Your goal - Format the lines below as a numbered list, leaving out any blank lines. Use only the lines starting with the one that contains "Mark the innermost point of each instance of the black dress" and going on through the one that contains "x=209, y=190".

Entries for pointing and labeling
-- start --

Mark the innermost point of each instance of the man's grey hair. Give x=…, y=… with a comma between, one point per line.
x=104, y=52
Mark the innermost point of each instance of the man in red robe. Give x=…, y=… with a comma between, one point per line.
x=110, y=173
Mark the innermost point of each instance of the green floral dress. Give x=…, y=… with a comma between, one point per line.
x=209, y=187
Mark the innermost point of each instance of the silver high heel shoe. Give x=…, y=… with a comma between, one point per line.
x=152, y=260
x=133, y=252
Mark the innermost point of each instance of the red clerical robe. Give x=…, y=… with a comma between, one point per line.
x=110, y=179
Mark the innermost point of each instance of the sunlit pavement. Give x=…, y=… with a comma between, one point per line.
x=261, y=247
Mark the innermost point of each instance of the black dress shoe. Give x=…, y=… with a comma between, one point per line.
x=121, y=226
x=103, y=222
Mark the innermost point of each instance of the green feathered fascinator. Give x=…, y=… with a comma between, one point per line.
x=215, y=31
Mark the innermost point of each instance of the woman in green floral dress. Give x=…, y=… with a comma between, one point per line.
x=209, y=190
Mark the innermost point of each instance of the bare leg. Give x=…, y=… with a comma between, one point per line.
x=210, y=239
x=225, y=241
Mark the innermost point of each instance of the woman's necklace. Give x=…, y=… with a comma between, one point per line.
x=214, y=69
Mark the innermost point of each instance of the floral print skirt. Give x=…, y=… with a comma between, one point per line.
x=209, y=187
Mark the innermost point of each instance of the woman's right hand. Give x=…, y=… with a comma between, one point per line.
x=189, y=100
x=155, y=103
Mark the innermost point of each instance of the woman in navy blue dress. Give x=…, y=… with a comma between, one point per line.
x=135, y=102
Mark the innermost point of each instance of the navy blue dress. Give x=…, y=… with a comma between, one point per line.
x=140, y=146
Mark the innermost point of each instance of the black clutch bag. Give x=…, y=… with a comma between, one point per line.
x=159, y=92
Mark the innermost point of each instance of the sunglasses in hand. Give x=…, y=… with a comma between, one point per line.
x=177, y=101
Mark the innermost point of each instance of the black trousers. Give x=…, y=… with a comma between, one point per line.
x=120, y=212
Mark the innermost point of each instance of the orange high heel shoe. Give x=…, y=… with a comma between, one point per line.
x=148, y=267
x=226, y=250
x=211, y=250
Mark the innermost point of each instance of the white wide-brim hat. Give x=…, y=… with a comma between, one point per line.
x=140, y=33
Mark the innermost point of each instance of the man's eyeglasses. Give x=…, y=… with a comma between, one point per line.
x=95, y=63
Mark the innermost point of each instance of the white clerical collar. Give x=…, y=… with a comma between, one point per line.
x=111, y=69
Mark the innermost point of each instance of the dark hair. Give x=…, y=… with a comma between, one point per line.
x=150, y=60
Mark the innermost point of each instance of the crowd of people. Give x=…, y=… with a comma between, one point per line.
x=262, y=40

-- end --

Response to this exercise -
1. Mark the innermost point of each instance of the black dress shoe. Give x=…, y=… with a comma between, one point per line.
2. x=121, y=226
3. x=103, y=222
4. Mark the innermost point of each instance of the green feathered fascinator. Give x=…, y=… with a comma between, one point per line.
5. x=215, y=31
6. Mark the innermost point of each instance of the woman in green floral dress. Give x=…, y=… with a comma between, one point per line.
7. x=209, y=190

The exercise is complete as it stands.